Excerpts of pointing data
════════════════════

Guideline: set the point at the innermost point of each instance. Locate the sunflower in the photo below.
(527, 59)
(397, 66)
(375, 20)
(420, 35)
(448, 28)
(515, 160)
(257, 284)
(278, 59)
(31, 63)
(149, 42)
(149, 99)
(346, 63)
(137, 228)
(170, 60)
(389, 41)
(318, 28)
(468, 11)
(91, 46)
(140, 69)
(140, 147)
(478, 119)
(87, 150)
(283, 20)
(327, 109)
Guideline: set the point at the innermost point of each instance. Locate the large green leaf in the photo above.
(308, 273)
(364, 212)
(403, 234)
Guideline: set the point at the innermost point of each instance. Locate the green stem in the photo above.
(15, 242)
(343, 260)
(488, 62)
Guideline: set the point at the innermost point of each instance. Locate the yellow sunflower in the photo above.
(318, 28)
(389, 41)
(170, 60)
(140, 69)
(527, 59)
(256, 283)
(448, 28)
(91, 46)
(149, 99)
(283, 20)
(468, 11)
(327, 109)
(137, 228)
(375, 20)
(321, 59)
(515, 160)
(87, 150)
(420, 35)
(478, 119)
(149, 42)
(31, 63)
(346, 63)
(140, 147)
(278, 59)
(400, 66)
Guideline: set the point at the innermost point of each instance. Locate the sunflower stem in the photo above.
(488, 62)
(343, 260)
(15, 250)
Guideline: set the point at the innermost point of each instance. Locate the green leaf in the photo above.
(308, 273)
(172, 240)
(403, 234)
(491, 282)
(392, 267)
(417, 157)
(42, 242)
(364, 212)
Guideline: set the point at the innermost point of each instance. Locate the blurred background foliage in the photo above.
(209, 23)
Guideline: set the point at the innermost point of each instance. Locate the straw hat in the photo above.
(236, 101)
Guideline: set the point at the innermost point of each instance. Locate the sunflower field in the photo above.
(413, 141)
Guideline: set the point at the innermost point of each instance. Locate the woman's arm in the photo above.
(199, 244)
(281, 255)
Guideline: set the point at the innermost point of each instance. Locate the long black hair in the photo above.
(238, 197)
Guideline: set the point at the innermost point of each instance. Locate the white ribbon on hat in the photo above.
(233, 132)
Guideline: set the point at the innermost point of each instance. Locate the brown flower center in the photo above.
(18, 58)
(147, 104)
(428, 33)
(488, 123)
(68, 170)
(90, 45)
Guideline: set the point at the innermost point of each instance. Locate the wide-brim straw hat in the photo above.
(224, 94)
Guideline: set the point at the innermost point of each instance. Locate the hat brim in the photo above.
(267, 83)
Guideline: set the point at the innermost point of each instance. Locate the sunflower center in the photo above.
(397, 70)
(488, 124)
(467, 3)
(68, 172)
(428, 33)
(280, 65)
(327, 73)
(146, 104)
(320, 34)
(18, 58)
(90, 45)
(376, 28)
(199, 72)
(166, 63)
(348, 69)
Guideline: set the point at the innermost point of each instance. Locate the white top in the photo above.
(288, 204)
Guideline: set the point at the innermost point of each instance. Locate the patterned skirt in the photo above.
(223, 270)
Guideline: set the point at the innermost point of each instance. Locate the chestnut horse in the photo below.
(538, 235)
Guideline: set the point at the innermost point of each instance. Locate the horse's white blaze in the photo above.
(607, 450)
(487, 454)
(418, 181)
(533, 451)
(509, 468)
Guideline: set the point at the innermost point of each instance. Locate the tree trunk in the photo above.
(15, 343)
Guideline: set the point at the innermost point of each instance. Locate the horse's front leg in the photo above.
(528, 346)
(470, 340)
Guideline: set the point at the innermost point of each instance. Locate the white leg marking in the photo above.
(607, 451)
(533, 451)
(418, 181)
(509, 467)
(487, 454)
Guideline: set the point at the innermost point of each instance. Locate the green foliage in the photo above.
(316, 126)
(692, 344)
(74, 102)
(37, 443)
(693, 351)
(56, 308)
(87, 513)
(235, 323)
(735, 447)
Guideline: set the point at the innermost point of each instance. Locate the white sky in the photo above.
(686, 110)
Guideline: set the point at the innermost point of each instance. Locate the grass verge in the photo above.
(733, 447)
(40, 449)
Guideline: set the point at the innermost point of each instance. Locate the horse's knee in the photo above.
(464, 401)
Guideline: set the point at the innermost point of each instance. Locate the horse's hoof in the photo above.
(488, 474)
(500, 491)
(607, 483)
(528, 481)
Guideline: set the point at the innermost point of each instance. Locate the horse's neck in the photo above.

════════════════════

> **Problem**
All lines from the one with "green foliage in the photo above." through the final line above are to be quoted exactly; quote no other line.

> **Reply to the task**
Guideline: set the point at the innermost point of each instance. Locate the green foliage in the photo above.
(316, 126)
(692, 344)
(74, 102)
(37, 443)
(693, 351)
(56, 308)
(87, 513)
(235, 323)
(735, 447)
Guideline: set the point at the innermost point of each instance. Locate the white sky in the photo above.
(686, 110)
Guideline: set the point at the innermost point of each instance. Locate the grass verge in the photo above.
(733, 447)
(40, 449)
Guideline: set the point at the innermost point of each instance. Locate the horse's knee in the photo above.
(464, 401)
Guideline: set the point at the innermost point of each instance. Locate the horse's hoof in the photo above.
(488, 474)
(500, 491)
(607, 483)
(528, 481)
Guideline: set the point at the innermost point of each instance. Locate the horse's neck in the photo above.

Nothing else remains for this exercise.